TASK PROMPT | Convert every line of the records below into a JSON list of strings, one string per line, with blank lines omitted.

EXCERPTED RECORDS |
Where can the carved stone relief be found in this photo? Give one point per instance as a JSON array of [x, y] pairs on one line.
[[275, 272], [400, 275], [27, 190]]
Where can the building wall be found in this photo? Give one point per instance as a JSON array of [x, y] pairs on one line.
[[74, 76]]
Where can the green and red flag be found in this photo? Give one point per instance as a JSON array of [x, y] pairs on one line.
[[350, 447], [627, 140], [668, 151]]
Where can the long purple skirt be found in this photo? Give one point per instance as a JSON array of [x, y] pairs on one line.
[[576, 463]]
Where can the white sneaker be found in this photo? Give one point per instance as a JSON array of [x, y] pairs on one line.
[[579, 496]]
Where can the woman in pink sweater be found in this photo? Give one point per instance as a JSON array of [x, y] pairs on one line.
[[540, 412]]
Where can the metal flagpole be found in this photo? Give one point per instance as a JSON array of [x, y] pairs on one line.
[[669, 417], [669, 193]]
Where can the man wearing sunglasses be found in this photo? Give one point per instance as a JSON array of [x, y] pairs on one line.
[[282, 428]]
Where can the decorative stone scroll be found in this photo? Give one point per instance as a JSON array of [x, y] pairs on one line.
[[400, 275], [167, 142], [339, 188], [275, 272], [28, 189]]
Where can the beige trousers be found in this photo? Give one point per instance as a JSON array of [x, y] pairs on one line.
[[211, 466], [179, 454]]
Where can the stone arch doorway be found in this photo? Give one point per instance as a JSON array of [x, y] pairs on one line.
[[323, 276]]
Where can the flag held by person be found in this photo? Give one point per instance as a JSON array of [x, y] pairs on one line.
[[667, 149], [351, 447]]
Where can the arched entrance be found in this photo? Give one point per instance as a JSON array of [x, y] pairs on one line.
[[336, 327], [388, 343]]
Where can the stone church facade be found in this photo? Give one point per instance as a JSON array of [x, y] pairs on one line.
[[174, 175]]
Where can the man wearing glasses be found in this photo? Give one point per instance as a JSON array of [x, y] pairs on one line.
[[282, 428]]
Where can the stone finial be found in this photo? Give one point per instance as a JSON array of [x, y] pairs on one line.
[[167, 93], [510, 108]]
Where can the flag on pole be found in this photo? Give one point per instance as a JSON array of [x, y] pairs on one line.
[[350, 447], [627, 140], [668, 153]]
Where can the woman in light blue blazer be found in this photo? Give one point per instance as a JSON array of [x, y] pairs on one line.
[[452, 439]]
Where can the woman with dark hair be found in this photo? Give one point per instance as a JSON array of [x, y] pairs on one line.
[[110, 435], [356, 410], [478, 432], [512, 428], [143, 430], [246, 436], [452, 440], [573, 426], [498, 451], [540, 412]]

RESULT OF THE EXERCISE |
[
  "Where can the carved stone relief be found in this photo? Give one point per instance as a JSON array of [x, y] pairs on one line.",
  "[[275, 272], [400, 275], [27, 190]]",
  "Where can the building wall be found in this photo? Give one point per instance as a JSON array of [x, y] pairs on one line.",
  "[[74, 76]]",
  "Where can the green and red flag be found in this photo? Give one point per instance as a JSON array of [x, y] pairs on one line.",
  "[[350, 447], [627, 140], [668, 151]]",
  "Where can the long purple skirt be found in this photo? Give one point per instance as a JSON array of [x, y] pairs on one line.",
  "[[576, 463]]",
  "Where can the white sneaker be found in this photo? Give one point per instance as a JSON array of [x, y] pairs on one line.",
  "[[579, 496]]",
  "Where can the woman in pink sweater be found in this photo? Give one point per instance as a JSON array of [x, y] pairs on one line.",
  "[[540, 412]]",
  "Where can the metal flagpole be found in this photo? Give one point per instance as a JSON array of [x, y] pairs on one line.",
  "[[669, 417], [669, 193]]",
  "Where can the man wearing sunglasses be found in this photo? Give one point per instance as a JSON array of [x, y] pairs on one line.",
  "[[282, 428]]",
  "Where can the decorative stone scroll be found in this photo? Give one point per instance as a JSON array of [x, y] pairs on one line.",
  "[[400, 275], [167, 142], [339, 188], [275, 272], [28, 189]]",
  "Where can the beige trousers be found in this photo? Give one point per instance as a JSON array of [x, y] pairs on one line.",
  "[[211, 466], [179, 454]]",
  "Where can the stone arch doorway be found in this photo? Give one point per instance as a JSON array of [x, y] pairs on one line.",
  "[[323, 276]]",
  "Where can the flag held by person be found in this photo? Give one point per instance as a JSON array of [x, y] pairs on one line.",
  "[[667, 149], [351, 447]]",
  "Where can the arched entrance be found in this photo? Give one point per instance as a JSON array of [x, y] pairs on one line.",
  "[[336, 327], [388, 343]]",
  "Where can the stone church facade be found in this photo? Give one point per instance as a JSON array of [x, y] pairs on one line.",
  "[[174, 175]]",
  "Where can the man wearing glasses be found in this photo? Give one point per instance as a JSON array of [x, y] pairs on one line.",
  "[[282, 428]]",
  "Where can the stone finial be found in this photo? Give one point per instance as a JSON array of [x, y] pairs on one line.",
  "[[167, 93], [510, 108]]",
  "Where can the flag on pole be found in this photo? Give one point per instance as a JSON array of [x, y] pairs on one line.",
  "[[350, 447], [627, 140], [668, 153]]",
  "Where can the woman in light blue blazer be found in this photo? Give one point per instance as a JSON array of [x, y] pairs on one line.",
  "[[452, 439]]",
  "Where can the woman with dark hair be found in this photo? Give one point per instance as a JSON array of [x, y] pairs on one line.",
  "[[110, 435], [356, 410], [478, 432], [512, 428], [143, 430], [246, 436], [452, 440], [573, 426], [498, 451], [540, 412]]"
]